Friday, January 29, 2016

Sledding Therapy

Teddy's a regular at physical therapy, occupational therapy, speech therapy and Birth to Three. He has more therapeutic goals than we'll ever work on in any given day (or even week if I'm completely honest). We do our best, pick a few to focus on and count much of our everyday play as therapy because in reality, all play is therapeutic.

Since Teddy was unmotivated to be in his gait trainer today, we decided to play outside in the snow instead. Teddy is getting so good at holding his hand out for mittens (and then promptly ripping them off because he didn't really want them on) and knowing that his socks, braces and shoes go on his feet. It's nice to see that recognition and (minimal) assistance with dressing instead of resistance or dressing a boy made of Jello. (The nice red socks are our way of keeping his mittens on underneath. He's a stylish boy.)

## [Assignment]
Write the next part of the text about Teddy's sledding therapy, starting after its final sentence.

## [Entries supplied]

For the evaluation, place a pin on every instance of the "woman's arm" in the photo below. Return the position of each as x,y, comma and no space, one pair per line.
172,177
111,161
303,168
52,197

## [Answer for the task]
We're lucky our house has enough of a slope to go sledding right in our backyard. Teddy and AJ both had a blast sledding, and it was a fun experience that encompassed OT, PT and speech therapy. Teddy had to engage his core to stay upright on the sled while sliding down the hill and then being pulled back up the hill. It's something we don't think about, but it's a lot of work for a child with low tone. He compensated for some of this effort by holding onto the edges of the sled, which is great because one of his OT goals is to hold onto items with a sustained grasp. Lastly, he had so much fun that he was vocalizing almost the entire way down and then back up the hill. Speech therapy. The trifecta of therapy while having the best time sledding.

Watching Teddy sled today reminded me that one of his original goals for Birth to Three was to be able to go sledding with assistance from AJ last winter. He was able to do that, so he accomplished that goal. I think of how far he's come, though, from last winter when he was mostly dependent upon supporting himself by leaning into AJ. Now he can sled down the hill by himself in a regular sled while holding on and vocalizing how much fun it is.

Therapy is not always as fun as our sledding today, but it certainly is worth it when you can realize the progress.

Thursday, January 28, 2016


We attempt to get to church regularly with the boys. I say attempt because honestly we miss more than we attend most months. Sometimes when we manage to get there (at the right time ... oops, our church starts at 9 a.m. not 9:30 a.m.), we walk out feeling more frustrated than filled. Fortunately, we belong to a welcoming parish, where it's not uncommon to get words of support following mass.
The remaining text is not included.